INPUT FOR THIS TASK:
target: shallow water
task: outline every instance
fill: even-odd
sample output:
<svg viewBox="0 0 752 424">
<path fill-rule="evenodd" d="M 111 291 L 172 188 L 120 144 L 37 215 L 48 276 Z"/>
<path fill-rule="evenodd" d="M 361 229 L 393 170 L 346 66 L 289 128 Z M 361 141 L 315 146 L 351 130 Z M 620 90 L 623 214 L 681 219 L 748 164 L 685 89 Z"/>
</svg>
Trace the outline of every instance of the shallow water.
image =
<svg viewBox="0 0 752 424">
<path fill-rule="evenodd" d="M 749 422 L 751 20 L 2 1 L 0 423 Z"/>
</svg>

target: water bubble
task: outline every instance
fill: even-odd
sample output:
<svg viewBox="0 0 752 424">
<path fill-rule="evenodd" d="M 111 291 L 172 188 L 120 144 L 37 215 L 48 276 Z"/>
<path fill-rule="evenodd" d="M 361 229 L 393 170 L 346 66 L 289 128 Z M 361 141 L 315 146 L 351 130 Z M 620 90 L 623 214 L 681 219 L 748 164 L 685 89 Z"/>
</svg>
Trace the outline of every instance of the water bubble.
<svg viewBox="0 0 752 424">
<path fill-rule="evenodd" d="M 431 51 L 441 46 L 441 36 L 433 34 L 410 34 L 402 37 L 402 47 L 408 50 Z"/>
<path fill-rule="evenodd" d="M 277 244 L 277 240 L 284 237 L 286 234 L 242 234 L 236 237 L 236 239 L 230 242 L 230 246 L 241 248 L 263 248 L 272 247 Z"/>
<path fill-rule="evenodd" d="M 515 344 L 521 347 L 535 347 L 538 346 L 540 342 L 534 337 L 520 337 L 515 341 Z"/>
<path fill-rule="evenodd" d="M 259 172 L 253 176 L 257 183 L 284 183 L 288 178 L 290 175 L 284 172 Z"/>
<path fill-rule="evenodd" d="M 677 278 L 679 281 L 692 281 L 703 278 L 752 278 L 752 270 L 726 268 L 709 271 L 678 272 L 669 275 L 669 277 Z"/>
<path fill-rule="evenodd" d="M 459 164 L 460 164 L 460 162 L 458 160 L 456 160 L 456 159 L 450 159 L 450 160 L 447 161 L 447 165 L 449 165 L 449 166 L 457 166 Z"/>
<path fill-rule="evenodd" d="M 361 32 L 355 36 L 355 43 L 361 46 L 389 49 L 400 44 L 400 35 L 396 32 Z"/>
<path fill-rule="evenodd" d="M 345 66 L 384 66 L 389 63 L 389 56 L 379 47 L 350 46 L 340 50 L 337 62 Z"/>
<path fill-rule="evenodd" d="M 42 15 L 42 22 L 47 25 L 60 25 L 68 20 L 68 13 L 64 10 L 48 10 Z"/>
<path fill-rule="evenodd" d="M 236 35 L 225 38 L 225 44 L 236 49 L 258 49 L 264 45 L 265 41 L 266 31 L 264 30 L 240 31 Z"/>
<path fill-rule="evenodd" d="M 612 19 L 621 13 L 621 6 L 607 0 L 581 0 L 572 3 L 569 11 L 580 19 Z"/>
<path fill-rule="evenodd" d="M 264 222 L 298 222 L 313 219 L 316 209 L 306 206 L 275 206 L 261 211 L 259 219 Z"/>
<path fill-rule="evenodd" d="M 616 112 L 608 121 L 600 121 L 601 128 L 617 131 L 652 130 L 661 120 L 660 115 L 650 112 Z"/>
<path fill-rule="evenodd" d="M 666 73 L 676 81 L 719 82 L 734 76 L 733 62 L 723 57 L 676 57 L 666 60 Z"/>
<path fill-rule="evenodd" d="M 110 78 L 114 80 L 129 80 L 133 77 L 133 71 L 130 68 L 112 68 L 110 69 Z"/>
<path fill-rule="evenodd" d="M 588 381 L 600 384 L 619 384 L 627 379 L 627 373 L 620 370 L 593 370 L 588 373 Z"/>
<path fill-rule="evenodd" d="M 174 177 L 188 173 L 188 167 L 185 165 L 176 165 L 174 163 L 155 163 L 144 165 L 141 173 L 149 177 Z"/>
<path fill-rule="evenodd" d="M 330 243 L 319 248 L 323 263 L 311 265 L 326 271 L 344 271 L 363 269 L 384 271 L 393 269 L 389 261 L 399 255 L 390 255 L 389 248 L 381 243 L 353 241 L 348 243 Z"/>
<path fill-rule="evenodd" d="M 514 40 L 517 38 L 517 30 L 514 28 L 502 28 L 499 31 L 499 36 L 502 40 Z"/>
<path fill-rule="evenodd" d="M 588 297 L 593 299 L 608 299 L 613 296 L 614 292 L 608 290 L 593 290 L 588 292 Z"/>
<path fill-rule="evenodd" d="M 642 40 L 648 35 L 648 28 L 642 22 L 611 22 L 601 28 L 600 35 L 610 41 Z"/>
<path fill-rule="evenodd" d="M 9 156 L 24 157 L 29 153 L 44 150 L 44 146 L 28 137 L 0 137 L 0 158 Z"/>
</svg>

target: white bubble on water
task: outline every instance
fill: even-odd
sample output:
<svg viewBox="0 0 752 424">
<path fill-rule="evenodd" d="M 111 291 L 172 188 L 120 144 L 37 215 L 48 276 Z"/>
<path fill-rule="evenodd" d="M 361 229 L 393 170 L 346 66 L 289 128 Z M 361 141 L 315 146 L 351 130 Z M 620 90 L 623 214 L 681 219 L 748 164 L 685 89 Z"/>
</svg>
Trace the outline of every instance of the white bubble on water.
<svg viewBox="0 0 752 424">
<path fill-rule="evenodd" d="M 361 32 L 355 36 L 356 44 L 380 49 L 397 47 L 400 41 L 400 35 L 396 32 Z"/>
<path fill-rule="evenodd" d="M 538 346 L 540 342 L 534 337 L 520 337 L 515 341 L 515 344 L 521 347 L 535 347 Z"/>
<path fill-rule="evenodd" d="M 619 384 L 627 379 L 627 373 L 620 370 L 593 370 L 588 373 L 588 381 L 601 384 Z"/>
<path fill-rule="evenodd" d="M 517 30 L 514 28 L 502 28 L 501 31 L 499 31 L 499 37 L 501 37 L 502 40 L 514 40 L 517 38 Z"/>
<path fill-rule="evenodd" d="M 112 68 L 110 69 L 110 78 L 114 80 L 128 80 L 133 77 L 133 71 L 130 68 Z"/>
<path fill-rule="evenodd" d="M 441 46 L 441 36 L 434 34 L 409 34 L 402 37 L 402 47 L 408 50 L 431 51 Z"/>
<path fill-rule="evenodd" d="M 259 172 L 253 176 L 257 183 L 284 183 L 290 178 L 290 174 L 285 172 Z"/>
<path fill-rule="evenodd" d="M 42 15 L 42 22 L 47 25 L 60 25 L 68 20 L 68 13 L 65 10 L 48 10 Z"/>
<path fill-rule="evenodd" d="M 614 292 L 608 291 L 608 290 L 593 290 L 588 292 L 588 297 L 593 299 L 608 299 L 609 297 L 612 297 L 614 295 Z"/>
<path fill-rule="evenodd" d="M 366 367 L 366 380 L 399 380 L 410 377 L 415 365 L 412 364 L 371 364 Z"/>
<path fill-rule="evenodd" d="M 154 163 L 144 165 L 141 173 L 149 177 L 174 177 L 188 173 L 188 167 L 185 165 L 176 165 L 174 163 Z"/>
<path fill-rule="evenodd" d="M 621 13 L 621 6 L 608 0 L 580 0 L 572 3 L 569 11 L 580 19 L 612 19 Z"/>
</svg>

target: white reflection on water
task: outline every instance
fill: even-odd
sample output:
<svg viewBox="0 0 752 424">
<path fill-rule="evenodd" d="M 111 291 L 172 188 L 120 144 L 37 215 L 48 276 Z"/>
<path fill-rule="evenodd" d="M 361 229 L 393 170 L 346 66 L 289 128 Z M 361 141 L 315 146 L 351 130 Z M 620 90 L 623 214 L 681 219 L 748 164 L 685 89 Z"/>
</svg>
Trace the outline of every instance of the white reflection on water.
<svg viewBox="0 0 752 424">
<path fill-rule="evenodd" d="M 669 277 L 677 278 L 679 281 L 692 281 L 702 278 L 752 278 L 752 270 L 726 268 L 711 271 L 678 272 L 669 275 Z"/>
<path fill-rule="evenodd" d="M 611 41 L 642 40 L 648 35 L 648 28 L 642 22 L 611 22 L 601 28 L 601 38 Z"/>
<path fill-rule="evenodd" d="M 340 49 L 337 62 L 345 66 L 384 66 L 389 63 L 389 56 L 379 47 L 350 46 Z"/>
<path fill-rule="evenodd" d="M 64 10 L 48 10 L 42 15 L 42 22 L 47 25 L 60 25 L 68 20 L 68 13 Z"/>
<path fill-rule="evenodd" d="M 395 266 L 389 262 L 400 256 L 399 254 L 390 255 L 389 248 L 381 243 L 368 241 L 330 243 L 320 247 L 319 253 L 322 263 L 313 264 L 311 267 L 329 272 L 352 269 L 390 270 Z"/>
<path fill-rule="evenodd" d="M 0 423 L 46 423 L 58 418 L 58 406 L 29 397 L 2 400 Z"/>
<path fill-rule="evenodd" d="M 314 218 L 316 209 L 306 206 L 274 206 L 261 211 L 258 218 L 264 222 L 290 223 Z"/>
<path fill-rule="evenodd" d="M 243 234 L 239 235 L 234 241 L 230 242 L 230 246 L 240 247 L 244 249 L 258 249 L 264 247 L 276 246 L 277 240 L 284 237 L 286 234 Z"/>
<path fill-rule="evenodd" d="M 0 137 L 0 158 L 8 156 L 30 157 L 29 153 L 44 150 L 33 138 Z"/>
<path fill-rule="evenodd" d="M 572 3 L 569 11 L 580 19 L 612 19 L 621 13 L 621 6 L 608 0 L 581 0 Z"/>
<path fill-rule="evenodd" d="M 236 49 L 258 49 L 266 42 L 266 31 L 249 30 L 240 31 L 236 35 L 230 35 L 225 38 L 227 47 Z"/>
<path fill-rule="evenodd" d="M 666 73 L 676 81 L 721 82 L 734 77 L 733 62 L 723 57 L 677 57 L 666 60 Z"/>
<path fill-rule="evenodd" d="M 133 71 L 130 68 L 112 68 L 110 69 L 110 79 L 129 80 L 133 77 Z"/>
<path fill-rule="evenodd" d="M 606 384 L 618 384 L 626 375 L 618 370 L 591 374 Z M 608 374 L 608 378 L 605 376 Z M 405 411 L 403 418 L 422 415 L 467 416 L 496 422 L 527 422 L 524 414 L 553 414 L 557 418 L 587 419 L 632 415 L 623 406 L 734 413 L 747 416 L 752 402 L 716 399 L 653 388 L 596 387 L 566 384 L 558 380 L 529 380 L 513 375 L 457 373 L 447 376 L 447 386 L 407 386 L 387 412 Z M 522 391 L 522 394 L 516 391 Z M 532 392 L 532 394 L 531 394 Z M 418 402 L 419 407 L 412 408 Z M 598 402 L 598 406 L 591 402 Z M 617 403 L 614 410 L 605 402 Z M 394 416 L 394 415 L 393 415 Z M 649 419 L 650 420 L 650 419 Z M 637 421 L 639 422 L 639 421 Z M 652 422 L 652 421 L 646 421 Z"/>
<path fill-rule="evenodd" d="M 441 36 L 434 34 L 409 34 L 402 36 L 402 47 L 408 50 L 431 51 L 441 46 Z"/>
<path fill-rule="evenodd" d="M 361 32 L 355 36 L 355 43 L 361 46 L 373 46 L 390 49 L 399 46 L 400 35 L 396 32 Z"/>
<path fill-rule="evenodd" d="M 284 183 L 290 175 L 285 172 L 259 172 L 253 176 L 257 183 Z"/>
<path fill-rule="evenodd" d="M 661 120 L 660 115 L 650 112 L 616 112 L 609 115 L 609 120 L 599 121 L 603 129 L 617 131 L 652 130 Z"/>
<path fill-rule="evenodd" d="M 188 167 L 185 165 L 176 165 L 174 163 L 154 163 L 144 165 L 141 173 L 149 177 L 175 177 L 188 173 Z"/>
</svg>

ABOUT THIS EXERCISE: Among the lines of the data above, find those with the word "target" and show them.

TASK ANSWER:
target: shallow water
target: water bubble
target: white bubble on water
target: white reflection on water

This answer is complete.